-- start Data extract --
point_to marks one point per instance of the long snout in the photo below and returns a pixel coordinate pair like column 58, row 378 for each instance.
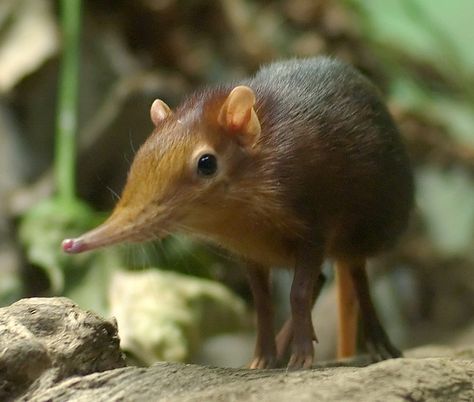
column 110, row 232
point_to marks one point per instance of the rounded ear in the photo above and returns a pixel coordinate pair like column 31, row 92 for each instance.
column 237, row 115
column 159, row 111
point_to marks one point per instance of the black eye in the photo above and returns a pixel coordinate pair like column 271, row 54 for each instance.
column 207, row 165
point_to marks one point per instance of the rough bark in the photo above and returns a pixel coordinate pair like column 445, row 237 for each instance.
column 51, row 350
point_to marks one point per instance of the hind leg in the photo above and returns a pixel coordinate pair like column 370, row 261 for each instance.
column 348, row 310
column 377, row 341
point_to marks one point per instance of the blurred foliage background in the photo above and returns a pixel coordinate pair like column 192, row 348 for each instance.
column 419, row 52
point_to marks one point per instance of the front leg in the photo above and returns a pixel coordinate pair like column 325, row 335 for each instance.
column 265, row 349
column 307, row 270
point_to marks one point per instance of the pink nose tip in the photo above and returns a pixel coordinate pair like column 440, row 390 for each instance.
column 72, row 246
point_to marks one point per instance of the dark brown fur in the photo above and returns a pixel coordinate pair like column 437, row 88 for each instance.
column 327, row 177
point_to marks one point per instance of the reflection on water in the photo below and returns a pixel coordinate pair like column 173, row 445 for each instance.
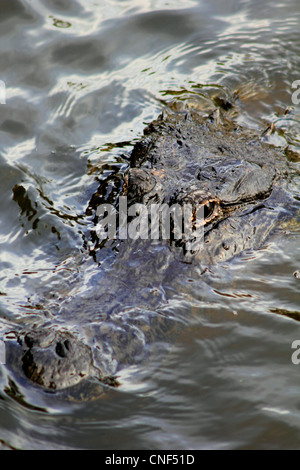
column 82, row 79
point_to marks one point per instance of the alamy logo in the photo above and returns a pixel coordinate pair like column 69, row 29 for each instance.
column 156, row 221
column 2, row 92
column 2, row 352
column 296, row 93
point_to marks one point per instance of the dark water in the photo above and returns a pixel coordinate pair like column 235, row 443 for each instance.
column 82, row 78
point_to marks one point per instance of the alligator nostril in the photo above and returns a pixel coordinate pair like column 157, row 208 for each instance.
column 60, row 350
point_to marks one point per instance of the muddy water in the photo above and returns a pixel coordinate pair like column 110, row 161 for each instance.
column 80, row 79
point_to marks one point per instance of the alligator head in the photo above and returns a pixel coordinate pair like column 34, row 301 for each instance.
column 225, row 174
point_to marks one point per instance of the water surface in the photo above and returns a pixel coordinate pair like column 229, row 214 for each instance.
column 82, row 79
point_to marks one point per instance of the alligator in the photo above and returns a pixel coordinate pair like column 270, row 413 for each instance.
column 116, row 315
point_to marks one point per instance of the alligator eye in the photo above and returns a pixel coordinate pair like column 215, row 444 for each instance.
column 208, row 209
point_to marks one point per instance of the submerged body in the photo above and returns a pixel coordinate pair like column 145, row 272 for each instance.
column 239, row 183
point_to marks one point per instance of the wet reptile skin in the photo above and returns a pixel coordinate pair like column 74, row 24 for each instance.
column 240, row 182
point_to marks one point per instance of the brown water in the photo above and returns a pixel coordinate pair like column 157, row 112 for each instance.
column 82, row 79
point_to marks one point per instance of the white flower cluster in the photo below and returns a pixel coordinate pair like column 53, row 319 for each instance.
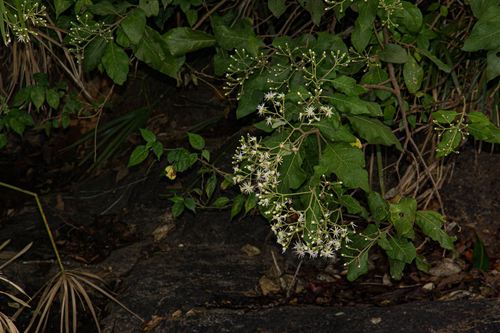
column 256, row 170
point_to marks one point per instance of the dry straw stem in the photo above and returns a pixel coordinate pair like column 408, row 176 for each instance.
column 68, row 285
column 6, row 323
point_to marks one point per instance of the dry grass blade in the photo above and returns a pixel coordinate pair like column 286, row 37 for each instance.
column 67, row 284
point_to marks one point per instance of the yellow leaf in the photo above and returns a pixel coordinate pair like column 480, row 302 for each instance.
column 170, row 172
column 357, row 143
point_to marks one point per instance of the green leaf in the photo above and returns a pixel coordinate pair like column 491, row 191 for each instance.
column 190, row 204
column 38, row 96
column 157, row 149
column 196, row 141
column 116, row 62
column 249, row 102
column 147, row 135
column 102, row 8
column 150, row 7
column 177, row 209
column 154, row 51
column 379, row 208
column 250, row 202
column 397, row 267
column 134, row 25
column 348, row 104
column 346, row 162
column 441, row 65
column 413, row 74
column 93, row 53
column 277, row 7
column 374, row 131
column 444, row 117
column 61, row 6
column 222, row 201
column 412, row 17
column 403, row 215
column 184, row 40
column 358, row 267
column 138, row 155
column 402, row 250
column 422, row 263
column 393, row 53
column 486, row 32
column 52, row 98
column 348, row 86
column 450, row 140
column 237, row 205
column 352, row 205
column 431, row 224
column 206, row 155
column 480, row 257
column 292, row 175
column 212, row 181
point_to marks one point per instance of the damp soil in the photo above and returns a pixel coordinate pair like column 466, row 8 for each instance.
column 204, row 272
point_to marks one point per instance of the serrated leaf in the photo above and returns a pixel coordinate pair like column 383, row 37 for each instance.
-- end Data extract --
[Goal]
Rewrite all of the records above with "pixel coordinate pair" changed to "pixel position" and everything else unchanged. Leave the pictures out of your answer.

[Task output]
point_to marks one point per instance of the long snout in the photo below and returns a pixel position like column 58, row 378 for each instance.
column 110, row 232
point_to marks one point per instance of the rounded ear in the photo above and returns a pixel position like column 31, row 92 for each instance.
column 237, row 115
column 159, row 111
point_to marks one point per instance of the black eye in the photo above and returns a pixel position like column 271, row 54 for each instance.
column 207, row 165
point_to marks one point per instance of the rough bark in the photo above and returns a pixel position like column 445, row 237 for each instance.
column 51, row 350
point_to marks one point per instance of the hind leg in the photo above and returns a pixel position like column 370, row 261 for each instance.
column 348, row 310
column 377, row 341
point_to marks one point per instance of the blurred foliage background in the photo above and returns a pixel position like column 192, row 348 for each instance.
column 419, row 52
point_to marks one point per instance of the front leg in the photo above and returns a pixel position like column 325, row 335 for each instance.
column 265, row 349
column 307, row 270
point_to marks one point per instance of the pink nose tip in the photo above and returns a pixel position like column 440, row 390 for each instance.
column 72, row 246
point_to marks one point per instance of the dark brown fur in the photo above and returns a pixel position like column 437, row 88 for each instance.
column 327, row 177
point_to marks one point per instance of the reflection on water in the photo below and returns a pixel position like column 173, row 445 for each instance.
column 82, row 79
point_to marks one point per instance of the alamy logo in the photo above and returns a pixel position like column 69, row 29 for each instance.
column 156, row 221
column 2, row 92
column 2, row 352
column 296, row 93
point_to marks one point per instance of the dark water in the photo above and returns a pixel position like column 235, row 443 for each instance.
column 82, row 78
point_to marks one point per instance of the alligator nostril in the photo above and returns a pixel position like column 157, row 208 for each instance.
column 60, row 350
point_to marks one point per instance of the muddy water in the photo above and returns a pixel position like column 110, row 161 for each instance.
column 80, row 79
point_to marks one point per instance of the alligator head in the photo above and returns a pixel position like column 34, row 301 for each instance.
column 225, row 174
point_to marks one point per instance of the water surface in the photo above and returns a pixel position like column 229, row 214 for each instance.
column 82, row 79
point_to marks one point per instance of the alligator in the photo above and returns a pixel position like column 270, row 413 for each instance.
column 116, row 315
point_to marks one point per instance of the alligator eye in the photo above and returns a pixel position like column 215, row 444 for each instance.
column 208, row 209
point_to marks one point per instance of the submerged body in the photo above and returns a pixel position like column 145, row 272 for each instance.
column 239, row 183
point_to marks one point per instance of the wet reptile skin in the photo above and returns a pixel position like column 74, row 24 for each instance.
column 240, row 182
point_to marks one point per instance of the brown water in the photo above and returns a pixel position like column 157, row 112 for each instance.
column 82, row 79
point_to marks one point per instance of the white flower cluster in the photo below and returns a pixel position like column 53, row 319 for each instance.
column 256, row 170
point_to marks one point per instance of the dry straw stem in the photo above and returns a pixel position like column 408, row 176 for each instance.
column 68, row 285
column 6, row 323
point_to marks one point per instance of the dry grass blade in the photo above and returns a pixel position like column 286, row 37 for each instance.
column 67, row 284
point_to marks one point per instance of the yellow leaf in the photo above and returns a pixel position like column 480, row 302 for each instance.
column 170, row 172
column 357, row 143
point_to marks one point per instance of the green leaf in the photo above and returns a pixel position like column 491, row 191 for each instance.
column 190, row 204
column 38, row 96
column 157, row 149
column 196, row 141
column 116, row 62
column 249, row 102
column 147, row 135
column 102, row 8
column 150, row 7
column 177, row 209
column 154, row 51
column 379, row 208
column 250, row 202
column 397, row 267
column 134, row 25
column 348, row 104
column 346, row 162
column 441, row 65
column 413, row 74
column 93, row 53
column 277, row 7
column 374, row 131
column 444, row 117
column 61, row 6
column 222, row 201
column 412, row 17
column 403, row 215
column 184, row 40
column 358, row 267
column 138, row 155
column 402, row 250
column 422, row 263
column 393, row 53
column 486, row 32
column 52, row 98
column 348, row 86
column 450, row 140
column 237, row 205
column 352, row 205
column 431, row 224
column 206, row 155
column 480, row 257
column 292, row 175
column 212, row 181
point_to marks one point per instance of the damp soil in the photo above and returns a pixel position like column 466, row 8 for each instance.
column 204, row 272
point_to marks one point per instance of the serrated leaf in the photo above and returns a pixel position like column 383, row 37 for each instance.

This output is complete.